» **Written task 1**:
Answer these questions about the forum thread on Sabbath and Sunday worship:
(a) According to the first post, with whom did Sunday worship start?
(b) Which gospel passage does Ms.Honey cite about keeping the Sabbath?
(c) Which book does Ms.Honey suggest reading as well?
» **Written task 2**: Please write out the part of the forum thread on Sabbath and Sunday worship starting at "Jesus did NOT" and ending at "envybeauty (May 16, 2008)".
» **Written task 3**: Write what comes next in the forum thread on Sabbath and Sunday worship, picking up after the last line shown.

» **Selected text**:

%%

The Bible says it.  Christ said in the Bible that His law is not to be destroyed. We should worship every day! But we cannot keep every day holy as Lord did bless, sanctify and hollow the Sabbath day. The Sabbath was made for us. It's not about brownie points.  It's about loving God and keeping His commandments. Christ is instructed us to do so, live it and thus, so should we. In fact, even when Christ died, He RESTED on the Sabbath and arose on Sunday. When you think about it, that in itself is a testament to the importance of the Sabbath. It's wonderful that we have an entire God-given day to commune with the Lord. 

Sunday worship, not Christianity, started with Constantine and the Catholic church.  I understand why most Protestant churches keep Sunday today but that is not based on Biblical instruction.


----------



## Ms.Honey (May 16, 2008)

divya said:


> The Bible says it. Christ said in the Bible that His law is not to be destroyed. We should worship every day! But we cannot keep every day holy as Lord did bless, sanctify and hollow the Sabbath day. The Sabbath was made for us. It's not about brownie points. It's about loving God and keeping His commandments. Christ is instructed us to do so, live it and thus, so should we. In fact, even when Christ died, He RESTED on the Sabbath and arose on Sunday. When you think about it, that in itself is a testament to the importance of the Sabbath. It's wonderful that we have an entire God-given day to commune with the Lord.
> 
> Sunday worship, not Christianity, started with Constantine and the Catholic church. I understand why most Protestant churches keep Sunday today but that is not based on Biblical instruction.


 
 What makes you believe that NO ONE worshipped on Sunday's until the Catholics and Constantine said it was ok to do so. 
 Jesus did NOT rest on the sabbath. He took captivity captive and preached the gospel to the saints in Abraham's Bossom/paradise, that's work not rest. He also talked about keeping the Sabbath in the gospels Matthew12:1-14. The Jews were accusing Him of not keeping the sabbath holy. The sabbath of the O.T. was about far more than church services being held on that day. Do you keep the sabbath they way the Lord instructed in the O.T. completely? You may wan to read *Acts 15* also. The Lord spoke of gving us another rest in the O.T. and we recieved that with Jesus' sacrifice. He that keepeth the law must abide by the WHOLE law. I thank the Father that I'm saved by His Grace through His Son Jesus not through the law which no man can keep.


----------



## envybeauty (May 16, 2008)

%%

» **Items**:
%%

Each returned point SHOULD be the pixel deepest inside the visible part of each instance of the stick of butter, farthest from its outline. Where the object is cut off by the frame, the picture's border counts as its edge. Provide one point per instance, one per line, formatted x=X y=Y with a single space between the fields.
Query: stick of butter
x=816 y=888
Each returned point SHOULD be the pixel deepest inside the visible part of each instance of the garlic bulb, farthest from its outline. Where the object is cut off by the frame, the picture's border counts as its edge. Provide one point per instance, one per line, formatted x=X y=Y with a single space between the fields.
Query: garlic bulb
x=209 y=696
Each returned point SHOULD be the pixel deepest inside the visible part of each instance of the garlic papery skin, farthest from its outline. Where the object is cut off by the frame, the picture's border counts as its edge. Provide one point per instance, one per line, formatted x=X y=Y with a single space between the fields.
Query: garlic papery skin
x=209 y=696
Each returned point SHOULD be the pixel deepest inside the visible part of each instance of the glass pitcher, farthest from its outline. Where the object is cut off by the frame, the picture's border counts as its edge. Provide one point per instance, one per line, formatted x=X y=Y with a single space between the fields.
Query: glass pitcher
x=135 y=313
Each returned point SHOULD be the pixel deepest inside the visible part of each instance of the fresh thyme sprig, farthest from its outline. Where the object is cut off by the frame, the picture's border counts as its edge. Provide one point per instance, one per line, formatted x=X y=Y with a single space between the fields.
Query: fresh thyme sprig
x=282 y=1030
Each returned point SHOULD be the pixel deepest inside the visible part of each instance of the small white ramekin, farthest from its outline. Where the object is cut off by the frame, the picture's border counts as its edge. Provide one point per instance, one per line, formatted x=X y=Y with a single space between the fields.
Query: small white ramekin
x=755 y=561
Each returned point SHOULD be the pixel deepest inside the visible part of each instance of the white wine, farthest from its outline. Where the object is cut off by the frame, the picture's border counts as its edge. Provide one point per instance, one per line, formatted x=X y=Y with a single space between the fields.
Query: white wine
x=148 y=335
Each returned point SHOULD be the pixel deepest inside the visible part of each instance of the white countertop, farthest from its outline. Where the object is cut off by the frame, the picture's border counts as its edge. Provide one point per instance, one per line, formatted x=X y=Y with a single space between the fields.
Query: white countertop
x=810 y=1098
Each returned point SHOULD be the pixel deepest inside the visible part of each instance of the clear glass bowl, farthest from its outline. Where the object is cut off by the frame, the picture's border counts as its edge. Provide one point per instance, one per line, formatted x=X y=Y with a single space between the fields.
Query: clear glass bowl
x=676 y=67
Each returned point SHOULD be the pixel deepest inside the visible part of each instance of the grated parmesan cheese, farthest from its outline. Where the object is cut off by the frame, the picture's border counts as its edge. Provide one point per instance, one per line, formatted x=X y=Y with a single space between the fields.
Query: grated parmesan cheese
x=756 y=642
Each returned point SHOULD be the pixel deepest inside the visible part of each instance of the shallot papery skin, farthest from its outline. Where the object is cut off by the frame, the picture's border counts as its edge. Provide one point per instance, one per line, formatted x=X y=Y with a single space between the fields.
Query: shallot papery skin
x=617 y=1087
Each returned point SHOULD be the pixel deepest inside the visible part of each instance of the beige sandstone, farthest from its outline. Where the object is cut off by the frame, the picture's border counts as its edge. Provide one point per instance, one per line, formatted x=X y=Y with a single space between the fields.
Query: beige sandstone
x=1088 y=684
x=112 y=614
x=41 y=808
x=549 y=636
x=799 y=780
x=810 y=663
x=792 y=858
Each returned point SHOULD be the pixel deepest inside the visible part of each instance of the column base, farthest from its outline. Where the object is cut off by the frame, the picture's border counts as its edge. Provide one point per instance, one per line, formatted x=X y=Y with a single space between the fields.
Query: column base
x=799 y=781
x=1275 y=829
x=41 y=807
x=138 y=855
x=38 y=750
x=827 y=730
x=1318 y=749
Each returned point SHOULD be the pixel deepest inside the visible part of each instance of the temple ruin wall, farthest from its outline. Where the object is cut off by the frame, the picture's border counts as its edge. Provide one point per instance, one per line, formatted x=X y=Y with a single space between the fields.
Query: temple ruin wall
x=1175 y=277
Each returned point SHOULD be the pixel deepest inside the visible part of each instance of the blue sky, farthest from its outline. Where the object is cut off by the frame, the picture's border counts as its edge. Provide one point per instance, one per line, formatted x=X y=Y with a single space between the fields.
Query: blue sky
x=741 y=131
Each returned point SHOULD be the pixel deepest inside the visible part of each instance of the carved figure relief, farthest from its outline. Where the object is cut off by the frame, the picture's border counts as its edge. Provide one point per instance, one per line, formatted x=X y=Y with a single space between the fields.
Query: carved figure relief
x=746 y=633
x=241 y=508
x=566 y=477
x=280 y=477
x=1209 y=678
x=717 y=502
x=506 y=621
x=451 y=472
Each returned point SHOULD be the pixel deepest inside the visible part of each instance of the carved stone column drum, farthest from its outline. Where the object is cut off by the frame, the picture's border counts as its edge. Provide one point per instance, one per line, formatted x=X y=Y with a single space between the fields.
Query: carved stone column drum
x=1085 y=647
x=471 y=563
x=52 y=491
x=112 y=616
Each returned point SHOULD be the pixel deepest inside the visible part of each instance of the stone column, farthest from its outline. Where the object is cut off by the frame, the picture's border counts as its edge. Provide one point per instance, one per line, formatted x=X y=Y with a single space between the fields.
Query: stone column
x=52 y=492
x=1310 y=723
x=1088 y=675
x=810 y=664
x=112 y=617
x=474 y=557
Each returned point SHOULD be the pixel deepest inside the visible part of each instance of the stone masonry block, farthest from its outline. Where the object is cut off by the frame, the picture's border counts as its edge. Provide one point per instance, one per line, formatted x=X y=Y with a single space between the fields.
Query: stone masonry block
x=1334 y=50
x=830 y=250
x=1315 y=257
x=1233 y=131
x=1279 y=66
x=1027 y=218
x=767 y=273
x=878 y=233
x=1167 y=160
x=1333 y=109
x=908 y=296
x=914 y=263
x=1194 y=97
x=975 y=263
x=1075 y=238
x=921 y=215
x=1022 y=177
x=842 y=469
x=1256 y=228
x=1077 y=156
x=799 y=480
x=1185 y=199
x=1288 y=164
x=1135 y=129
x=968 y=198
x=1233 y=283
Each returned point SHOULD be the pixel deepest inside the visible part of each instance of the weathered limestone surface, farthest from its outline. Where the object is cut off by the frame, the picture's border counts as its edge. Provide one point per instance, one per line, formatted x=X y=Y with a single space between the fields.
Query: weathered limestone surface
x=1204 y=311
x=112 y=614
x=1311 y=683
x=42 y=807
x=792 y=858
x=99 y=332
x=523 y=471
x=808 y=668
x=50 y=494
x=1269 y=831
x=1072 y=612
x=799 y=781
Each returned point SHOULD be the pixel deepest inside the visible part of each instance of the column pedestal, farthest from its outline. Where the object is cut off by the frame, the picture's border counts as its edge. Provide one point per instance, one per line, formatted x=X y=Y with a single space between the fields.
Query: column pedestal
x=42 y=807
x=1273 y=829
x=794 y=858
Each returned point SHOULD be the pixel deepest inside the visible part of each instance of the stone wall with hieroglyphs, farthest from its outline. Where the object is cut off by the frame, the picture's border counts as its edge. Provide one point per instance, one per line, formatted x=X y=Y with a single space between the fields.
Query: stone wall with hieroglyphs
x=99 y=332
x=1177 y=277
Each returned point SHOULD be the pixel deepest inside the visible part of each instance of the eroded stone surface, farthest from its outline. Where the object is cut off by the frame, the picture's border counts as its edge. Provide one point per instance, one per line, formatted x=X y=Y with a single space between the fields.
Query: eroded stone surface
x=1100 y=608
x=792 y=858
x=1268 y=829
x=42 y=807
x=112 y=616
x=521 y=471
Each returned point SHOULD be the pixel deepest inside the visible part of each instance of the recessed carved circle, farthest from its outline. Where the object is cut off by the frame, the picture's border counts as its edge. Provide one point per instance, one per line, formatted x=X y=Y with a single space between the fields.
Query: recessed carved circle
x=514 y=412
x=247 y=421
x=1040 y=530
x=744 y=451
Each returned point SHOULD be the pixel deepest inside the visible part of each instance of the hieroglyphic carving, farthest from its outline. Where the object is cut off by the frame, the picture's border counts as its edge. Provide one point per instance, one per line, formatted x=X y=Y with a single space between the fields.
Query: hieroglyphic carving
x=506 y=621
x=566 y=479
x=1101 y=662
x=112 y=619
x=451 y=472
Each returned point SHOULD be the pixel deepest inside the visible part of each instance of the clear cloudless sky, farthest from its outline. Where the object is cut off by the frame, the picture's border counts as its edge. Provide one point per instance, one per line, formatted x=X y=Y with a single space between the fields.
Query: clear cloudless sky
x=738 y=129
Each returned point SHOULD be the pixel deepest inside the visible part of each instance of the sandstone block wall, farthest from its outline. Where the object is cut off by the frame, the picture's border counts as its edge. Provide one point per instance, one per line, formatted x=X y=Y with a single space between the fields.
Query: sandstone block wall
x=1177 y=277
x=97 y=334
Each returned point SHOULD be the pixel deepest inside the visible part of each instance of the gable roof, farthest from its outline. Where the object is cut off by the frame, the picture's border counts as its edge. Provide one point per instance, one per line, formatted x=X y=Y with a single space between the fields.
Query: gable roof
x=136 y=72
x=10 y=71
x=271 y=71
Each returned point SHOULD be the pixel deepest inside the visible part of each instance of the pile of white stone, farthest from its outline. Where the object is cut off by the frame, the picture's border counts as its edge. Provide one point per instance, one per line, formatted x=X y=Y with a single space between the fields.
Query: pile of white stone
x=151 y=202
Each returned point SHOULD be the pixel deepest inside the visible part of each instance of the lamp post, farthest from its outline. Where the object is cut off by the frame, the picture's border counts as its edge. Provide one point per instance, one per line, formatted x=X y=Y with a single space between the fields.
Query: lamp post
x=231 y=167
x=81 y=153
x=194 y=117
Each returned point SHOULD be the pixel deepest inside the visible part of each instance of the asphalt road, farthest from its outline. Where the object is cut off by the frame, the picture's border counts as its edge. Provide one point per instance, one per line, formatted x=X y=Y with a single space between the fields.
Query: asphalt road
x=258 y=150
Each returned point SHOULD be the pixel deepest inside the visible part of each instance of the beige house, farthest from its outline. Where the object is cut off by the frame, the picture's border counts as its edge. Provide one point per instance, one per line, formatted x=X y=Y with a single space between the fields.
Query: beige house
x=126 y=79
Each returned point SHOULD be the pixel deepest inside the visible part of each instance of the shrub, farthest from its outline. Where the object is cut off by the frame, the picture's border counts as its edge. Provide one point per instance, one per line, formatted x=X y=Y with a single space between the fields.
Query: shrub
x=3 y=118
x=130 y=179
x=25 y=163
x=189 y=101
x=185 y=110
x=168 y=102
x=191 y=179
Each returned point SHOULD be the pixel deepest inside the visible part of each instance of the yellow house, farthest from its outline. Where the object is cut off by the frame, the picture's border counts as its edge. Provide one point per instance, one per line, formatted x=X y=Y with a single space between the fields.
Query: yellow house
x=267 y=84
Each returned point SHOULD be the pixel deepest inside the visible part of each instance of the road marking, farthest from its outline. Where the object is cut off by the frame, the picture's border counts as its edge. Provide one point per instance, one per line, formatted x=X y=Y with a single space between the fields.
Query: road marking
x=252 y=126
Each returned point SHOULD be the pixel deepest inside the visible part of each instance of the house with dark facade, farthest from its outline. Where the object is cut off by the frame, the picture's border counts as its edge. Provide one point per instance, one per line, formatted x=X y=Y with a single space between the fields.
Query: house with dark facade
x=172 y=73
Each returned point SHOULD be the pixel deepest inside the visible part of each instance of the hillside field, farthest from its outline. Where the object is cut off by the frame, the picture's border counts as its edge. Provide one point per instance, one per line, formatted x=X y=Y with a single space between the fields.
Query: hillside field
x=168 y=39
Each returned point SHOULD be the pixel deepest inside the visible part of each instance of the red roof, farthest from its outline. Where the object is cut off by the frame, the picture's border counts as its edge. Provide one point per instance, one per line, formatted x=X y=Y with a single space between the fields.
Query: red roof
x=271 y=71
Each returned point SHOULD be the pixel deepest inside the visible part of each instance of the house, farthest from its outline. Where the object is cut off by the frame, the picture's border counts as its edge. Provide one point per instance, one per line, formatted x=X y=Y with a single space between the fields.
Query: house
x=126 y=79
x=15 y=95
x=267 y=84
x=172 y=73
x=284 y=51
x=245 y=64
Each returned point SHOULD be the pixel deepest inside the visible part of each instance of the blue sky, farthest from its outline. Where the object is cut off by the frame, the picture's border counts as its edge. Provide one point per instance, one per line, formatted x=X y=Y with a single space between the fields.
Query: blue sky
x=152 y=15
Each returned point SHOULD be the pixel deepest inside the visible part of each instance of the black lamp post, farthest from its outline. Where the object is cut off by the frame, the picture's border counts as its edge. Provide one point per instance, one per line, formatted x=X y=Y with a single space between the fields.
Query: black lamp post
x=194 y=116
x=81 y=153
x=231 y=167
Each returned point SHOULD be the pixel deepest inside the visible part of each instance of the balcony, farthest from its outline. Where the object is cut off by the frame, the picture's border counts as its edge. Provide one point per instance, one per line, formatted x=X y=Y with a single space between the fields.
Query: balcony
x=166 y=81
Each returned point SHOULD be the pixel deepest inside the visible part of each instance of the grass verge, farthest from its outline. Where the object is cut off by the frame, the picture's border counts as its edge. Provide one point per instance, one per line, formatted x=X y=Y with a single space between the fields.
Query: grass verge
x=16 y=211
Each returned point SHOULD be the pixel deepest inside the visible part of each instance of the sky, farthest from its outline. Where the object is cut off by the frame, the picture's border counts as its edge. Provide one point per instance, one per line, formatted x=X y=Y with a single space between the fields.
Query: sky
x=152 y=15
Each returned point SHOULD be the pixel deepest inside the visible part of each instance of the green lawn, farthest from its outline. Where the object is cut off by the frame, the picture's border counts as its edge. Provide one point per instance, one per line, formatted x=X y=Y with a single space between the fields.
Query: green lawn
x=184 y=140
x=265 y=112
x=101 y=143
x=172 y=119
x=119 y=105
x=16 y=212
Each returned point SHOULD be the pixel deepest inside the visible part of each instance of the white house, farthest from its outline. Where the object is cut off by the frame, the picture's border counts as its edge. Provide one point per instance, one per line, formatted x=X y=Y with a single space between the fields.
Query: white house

%%

» **Exercise result 1**:
(a) Constantine and the Catholic church
(b) Matthew 12:1-14
(c) Acts 15

» **Exercise result 2**:
Jesus did NOT rest on the sabbath. He took captivity captive and preached the gospel to the saints in Abraham's Bossom/paradise, that's work not rest. He also talked about keeping the Sabbath in the gospels Matthew12:1-14. The Jews were accusing Him of not keeping the sabbath holy. The sabbath of the O.T. was about far more than church services being held on that day. Do you keep the sabbath they way the Lord instructed in the O.T. completely? You may wan to read *Acts 15* also. The Lord spoke of gving us another rest in the O.T. and we recieved that with Jesus' sacrifice. He that keepeth the law must abide by the WHOLE law. I thank the Father that I'm saved by His Grace through His Son Jesus not through the law which no man can keep.


----------



## envybeauty (May 16, 2008)

» **Exercise result 3**:
Just asking:

Wasn't he a Jew and don't Jews take their sabbath from Friday night to Saturday night?  So did he consider Sunday the sabbath?  I mean ...if he went to temple (Jewish temple), then wouldn't he have gone Friday/Saturday? 

Anyone know?



MSHONEY said:


> What makes you believe that NO ONE worshipped on Sunday's until the Catholics and Constantine said it was ok to do so.
> Jesus did NOT rest on the sabbath. He took captivity captive and preached the gospel to the saints in Abraham's Bossom/paradise, that's work not rest. He also talked about keeping the Sabbath in the gospels Matthew12:1-14. The Jews were accusing Him of not keeping the sabbath holy. The sabbath of the O.T. was about far more than church services being held on that day. Do you keep the sabbath they way the Lord instructed in the O.T. completely? You may wan to read *Acts 15* also. The Lord spoke of gving us another rest in the O.T. and we recieved that with Jesus' sacrifice. He that keepeth the law must abide by the WHOLE law. I thank the Father that I'm saved by His Grace through His Son Jesus not through the law which no man can keep.


----------



## divya (May 16, 2008)

MSHONEY said:


> What makes you believe that NO ONE worshipped on Sunday's until the Catholics and Constantine said it was ok to do so.
> Jesus did NOT rest on the sabbath. He took captivity captive and preached the gospel to the saints in Abraham's Bossom/paradise, that's work not rest. He also talked about keeping the Sabbath in the gospels Matthew12:1-14. The Jews were accusing Him of not keeping the sabbath holy. The sabbath of the O.T. was about far more than church services being held on that day. Do you keep the sabbath they way the Lord instructed in the O.T. completely? You may wan to read *Acts 15* also. The Lord spoke of gving us another rest in the O.T. and we recieved that with Jesus' sacrifice. He that keepeth the law must abide by the WHOLE law. I thank the Father that I'm saved by His Grace through His Son Jesus not through the law which no man can keep.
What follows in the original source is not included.